* [TASK OBJECTIVE]: Rewrite the data below with "Indicate" changed to "Mark" and everything else left as it is. Omit the pictures from your answer.

--- BEGIN GIVEN INFORMATION ---

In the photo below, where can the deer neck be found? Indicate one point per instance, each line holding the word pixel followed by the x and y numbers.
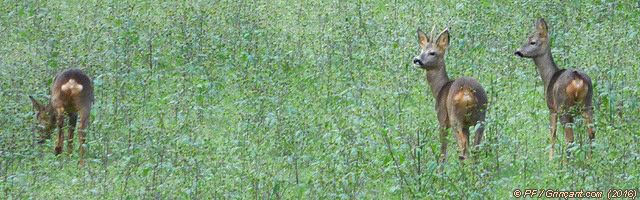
pixel 437 79
pixel 546 66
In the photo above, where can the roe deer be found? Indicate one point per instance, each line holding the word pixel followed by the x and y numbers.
pixel 460 103
pixel 71 92
pixel 564 88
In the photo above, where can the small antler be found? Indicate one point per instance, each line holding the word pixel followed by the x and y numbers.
pixel 431 34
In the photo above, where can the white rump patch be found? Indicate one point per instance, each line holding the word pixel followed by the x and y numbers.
pixel 467 97
pixel 71 86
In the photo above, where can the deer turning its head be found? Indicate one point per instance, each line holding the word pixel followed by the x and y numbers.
pixel 459 103
pixel 71 93
pixel 566 90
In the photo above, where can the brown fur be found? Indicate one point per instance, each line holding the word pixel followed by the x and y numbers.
pixel 71 93
pixel 577 90
pixel 460 103
pixel 565 88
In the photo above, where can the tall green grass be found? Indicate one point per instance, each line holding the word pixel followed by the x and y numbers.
pixel 308 99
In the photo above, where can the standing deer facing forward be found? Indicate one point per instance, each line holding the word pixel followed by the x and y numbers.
pixel 460 103
pixel 564 88
pixel 71 93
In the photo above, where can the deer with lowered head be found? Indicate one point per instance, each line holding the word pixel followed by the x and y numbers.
pixel 459 103
pixel 71 94
pixel 564 88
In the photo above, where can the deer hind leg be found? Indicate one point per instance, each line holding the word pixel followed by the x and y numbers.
pixel 567 121
pixel 588 116
pixel 443 148
pixel 60 140
pixel 84 124
pixel 73 118
pixel 552 139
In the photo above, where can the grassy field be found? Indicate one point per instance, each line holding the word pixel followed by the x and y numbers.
pixel 308 99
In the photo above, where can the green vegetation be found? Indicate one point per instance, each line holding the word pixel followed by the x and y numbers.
pixel 308 99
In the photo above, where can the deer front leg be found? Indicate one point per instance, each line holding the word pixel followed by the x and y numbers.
pixel 60 140
pixel 73 118
pixel 84 122
pixel 462 135
pixel 443 148
pixel 552 139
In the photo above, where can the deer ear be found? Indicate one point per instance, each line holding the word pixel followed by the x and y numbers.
pixel 36 105
pixel 443 39
pixel 423 40
pixel 541 27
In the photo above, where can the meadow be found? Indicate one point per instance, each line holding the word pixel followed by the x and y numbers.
pixel 291 99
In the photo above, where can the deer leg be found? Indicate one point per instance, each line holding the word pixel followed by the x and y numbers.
pixel 60 140
pixel 552 139
pixel 478 135
pixel 462 135
pixel 443 148
pixel 84 123
pixel 566 121
pixel 588 116
pixel 73 118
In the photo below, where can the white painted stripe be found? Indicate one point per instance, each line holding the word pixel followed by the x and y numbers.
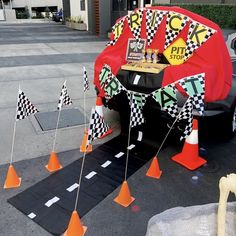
pixel 72 187
pixel 106 164
pixel 136 79
pixel 90 175
pixel 131 146
pixel 193 137
pixel 52 201
pixel 140 136
pixel 120 154
pixel 31 215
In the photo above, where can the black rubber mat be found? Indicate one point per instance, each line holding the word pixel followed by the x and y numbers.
pixel 32 201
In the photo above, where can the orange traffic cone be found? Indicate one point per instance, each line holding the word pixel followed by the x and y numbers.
pixel 84 143
pixel 124 197
pixel 75 227
pixel 12 179
pixel 98 109
pixel 53 163
pixel 189 156
pixel 154 170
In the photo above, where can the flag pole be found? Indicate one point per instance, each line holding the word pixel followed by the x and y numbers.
pixel 14 130
pixel 176 119
pixel 127 157
pixel 54 142
pixel 83 159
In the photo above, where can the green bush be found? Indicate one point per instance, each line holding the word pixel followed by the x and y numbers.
pixel 223 15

--- END GIVEN INFORMATION ---

* [RESULT BELOW]:
In the photo below, where can the deer neck be found? Mark one point per instance, each line holding the word pixel followed by the x and y numbers.
pixel 437 79
pixel 546 66
In the photo above, where can the roe deer be found? Mark one point per instance, each line holding the word pixel followed by the x and y numbers.
pixel 460 103
pixel 71 92
pixel 564 88
In the photo above, where can the small antler be found? Mark one point per instance, each line holding the word pixel followed by the x and y numbers.
pixel 431 34
In the photo above, where can the white rump patch be found? Mark one point per instance, each line holding the word pixel followed by the x and y numbers.
pixel 467 97
pixel 71 86
In the photo above, where can the deer turning its head be found? Mark one point per instance, each line holding the word pixel followed by the x and y numbers.
pixel 459 103
pixel 71 93
pixel 566 90
In the photo above, where can the brown fur be found? Mark one point per instance, each line holding the word pixel followed by the x and y numbers.
pixel 71 93
pixel 577 90
pixel 460 103
pixel 565 88
In the photo above, where can the tall green grass be found? Mark one point per instance, each line holding the word pixel followed by the x and y numbers.
pixel 308 99
In the photo above, where can the standing deer facing forward be found? Mark one point per instance, each line holding the word pixel followed by the x and y numbers.
pixel 460 103
pixel 564 88
pixel 71 93
In the photo above, where can the deer with lowered head be found? Mark one point per instance, each line holding the word pixel followed by the x and y numbers.
pixel 459 103
pixel 71 94
pixel 564 88
In the photo above, where can the deer hind leg be found? Mark one point per instance, each line holding the word pixel followed by the x and y numbers.
pixel 567 121
pixel 588 116
pixel 443 148
pixel 60 140
pixel 84 124
pixel 73 118
pixel 552 139
In the photo above, where can the grassy field be found? Mark one point per instance, each line holding the word pixel followed by the x and y numbers.
pixel 308 99
In the photo above, where can the green vegetation be found? Mark one point per instance, each line holding the word pixel followed by the x and y numbers.
pixel 308 99
In the photo above, where can the deer front leg be found? Mark one point per instance, each line holding the word pixel followed by the x and y numbers.
pixel 60 140
pixel 73 118
pixel 84 122
pixel 462 135
pixel 443 148
pixel 552 139
In the photo above, where can the deer ear be found? Mark one point per instance, each line holding the word pixel followed by the x and y numbers.
pixel 36 105
pixel 443 39
pixel 423 40
pixel 541 27
In the photo above, where can the meadow be found? Mark one point per instance, each line holding the word pixel followed by the x and y numbers.
pixel 291 99
In the photo above, where can the deer leg be found? Mark one point per instance, each line holding the word pixel followed by the x and y numbers.
pixel 60 140
pixel 552 139
pixel 478 135
pixel 462 135
pixel 443 148
pixel 84 123
pixel 566 121
pixel 588 116
pixel 73 118
In the photo below, where can the white painted stripe be found? Mark one point per instance, each line holding the word pixel followed by the x and y numbers.
pixel 72 187
pixel 106 164
pixel 136 79
pixel 90 175
pixel 131 146
pixel 193 137
pixel 52 201
pixel 140 136
pixel 120 154
pixel 31 215
In the photo above, where can the black rubber mat be found? Mark one point per instance, each line holding the word pixel followed by the x and y numbers.
pixel 32 201
In the photo above, where can the orange traffic cone be found? Mark one point per instance, each line holding the word pixel followed by the x and y numbers.
pixel 84 143
pixel 124 197
pixel 75 227
pixel 12 179
pixel 98 109
pixel 53 163
pixel 189 156
pixel 154 170
In the photo above, where can the flag pole be found? Mark one point per instance, each line holding the word pixel followed by the x and y numbers.
pixel 14 130
pixel 176 119
pixel 127 157
pixel 54 142
pixel 83 159
In the photo above, where can the green bush be found? Mark one point per instance, each line holding the word pixel followed by the x and y numbers.
pixel 223 15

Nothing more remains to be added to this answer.